* Do this
From the records below, extract everything from the line containing "453, row 46." down to the line containing "column 414, row 477", both included, and copy each line unchanged.
***
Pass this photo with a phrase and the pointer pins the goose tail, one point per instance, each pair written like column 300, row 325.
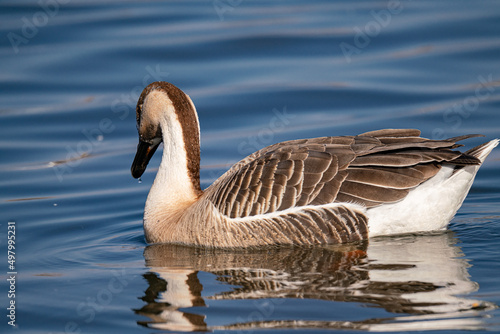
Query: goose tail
column 482, row 151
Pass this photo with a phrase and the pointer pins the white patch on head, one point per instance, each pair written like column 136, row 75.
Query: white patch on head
column 156, row 106
column 172, row 187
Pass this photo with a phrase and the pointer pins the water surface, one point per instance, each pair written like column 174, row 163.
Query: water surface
column 259, row 72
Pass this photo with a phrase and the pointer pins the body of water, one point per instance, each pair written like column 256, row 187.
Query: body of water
column 259, row 72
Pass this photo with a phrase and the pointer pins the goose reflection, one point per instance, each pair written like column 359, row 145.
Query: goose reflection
column 423, row 280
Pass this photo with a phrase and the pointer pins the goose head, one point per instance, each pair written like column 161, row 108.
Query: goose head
column 166, row 114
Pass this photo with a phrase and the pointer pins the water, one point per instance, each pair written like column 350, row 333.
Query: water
column 259, row 72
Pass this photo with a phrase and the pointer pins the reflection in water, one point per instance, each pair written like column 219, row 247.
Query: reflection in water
column 421, row 279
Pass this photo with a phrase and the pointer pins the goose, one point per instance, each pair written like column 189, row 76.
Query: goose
column 327, row 190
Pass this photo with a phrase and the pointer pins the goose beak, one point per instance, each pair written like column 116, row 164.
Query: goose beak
column 145, row 152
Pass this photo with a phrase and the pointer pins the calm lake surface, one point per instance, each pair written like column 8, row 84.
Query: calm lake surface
column 259, row 72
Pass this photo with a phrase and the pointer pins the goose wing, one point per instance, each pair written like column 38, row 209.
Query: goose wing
column 370, row 169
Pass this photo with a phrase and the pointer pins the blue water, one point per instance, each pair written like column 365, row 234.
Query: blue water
column 259, row 72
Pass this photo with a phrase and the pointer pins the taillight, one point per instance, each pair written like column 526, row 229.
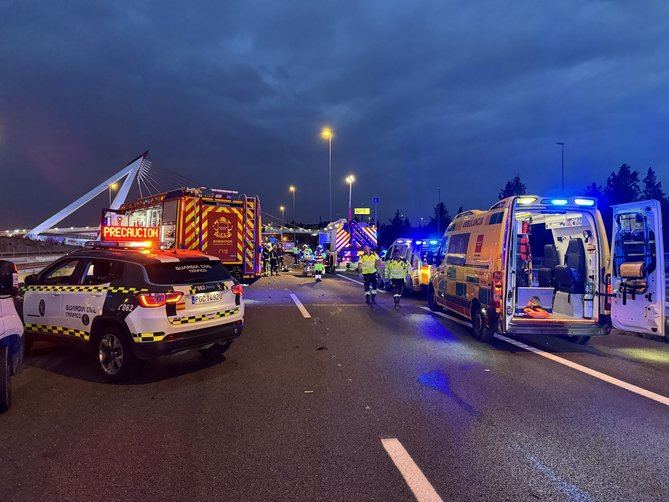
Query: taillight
column 154, row 300
column 497, row 290
column 174, row 297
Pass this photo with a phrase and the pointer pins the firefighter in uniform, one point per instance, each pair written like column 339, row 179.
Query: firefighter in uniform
column 397, row 269
column 367, row 267
column 319, row 265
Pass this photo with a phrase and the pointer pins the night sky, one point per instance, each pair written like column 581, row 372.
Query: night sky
column 457, row 95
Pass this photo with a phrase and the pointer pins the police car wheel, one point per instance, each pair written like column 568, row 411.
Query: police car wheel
column 115, row 355
column 5, row 379
column 481, row 331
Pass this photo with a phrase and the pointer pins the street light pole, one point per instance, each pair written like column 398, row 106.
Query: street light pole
column 438, row 211
column 350, row 179
column 292, row 190
column 111, row 188
column 327, row 133
column 561, row 143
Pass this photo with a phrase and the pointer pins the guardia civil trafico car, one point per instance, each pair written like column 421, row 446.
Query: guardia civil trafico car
column 127, row 305
column 11, row 332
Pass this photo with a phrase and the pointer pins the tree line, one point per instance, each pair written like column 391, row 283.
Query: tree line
column 623, row 185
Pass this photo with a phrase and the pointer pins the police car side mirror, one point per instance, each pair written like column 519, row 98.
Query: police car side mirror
column 9, row 278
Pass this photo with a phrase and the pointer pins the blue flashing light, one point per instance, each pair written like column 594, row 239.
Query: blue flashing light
column 584, row 202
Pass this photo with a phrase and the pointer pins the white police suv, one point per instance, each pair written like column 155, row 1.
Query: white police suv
column 129, row 305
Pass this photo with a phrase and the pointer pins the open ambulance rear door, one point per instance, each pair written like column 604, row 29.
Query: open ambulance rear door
column 637, row 268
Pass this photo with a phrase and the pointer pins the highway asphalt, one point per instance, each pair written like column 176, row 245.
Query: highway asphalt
column 337, row 400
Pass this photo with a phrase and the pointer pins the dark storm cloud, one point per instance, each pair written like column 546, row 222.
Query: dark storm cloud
column 460, row 95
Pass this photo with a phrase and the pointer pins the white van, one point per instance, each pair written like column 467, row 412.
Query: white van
column 11, row 332
column 533, row 264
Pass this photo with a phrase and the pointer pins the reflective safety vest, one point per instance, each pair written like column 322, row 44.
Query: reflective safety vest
column 397, row 269
column 368, row 263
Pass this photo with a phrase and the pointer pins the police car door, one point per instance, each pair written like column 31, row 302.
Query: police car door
column 43, row 301
column 85, row 304
column 637, row 268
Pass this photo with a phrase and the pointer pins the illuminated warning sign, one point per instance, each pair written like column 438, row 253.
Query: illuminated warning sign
column 129, row 234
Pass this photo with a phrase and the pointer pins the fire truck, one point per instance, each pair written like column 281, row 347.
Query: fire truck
column 221, row 223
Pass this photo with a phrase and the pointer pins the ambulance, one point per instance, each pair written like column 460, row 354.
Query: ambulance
column 130, row 303
column 543, row 265
column 221, row 223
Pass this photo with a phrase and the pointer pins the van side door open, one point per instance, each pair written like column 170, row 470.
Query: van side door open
column 637, row 268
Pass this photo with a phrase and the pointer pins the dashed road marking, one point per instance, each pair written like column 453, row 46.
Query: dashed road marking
column 449, row 317
column 305, row 313
column 566, row 362
column 414, row 477
column 357, row 282
column 584, row 369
***
* Reply to the task
Pass this photo with a phrase and the pointer pins the dashed road marking, one point per instance, each pair written like column 453, row 46.
Query: dashed road marking
column 449, row 317
column 305, row 313
column 566, row 362
column 414, row 477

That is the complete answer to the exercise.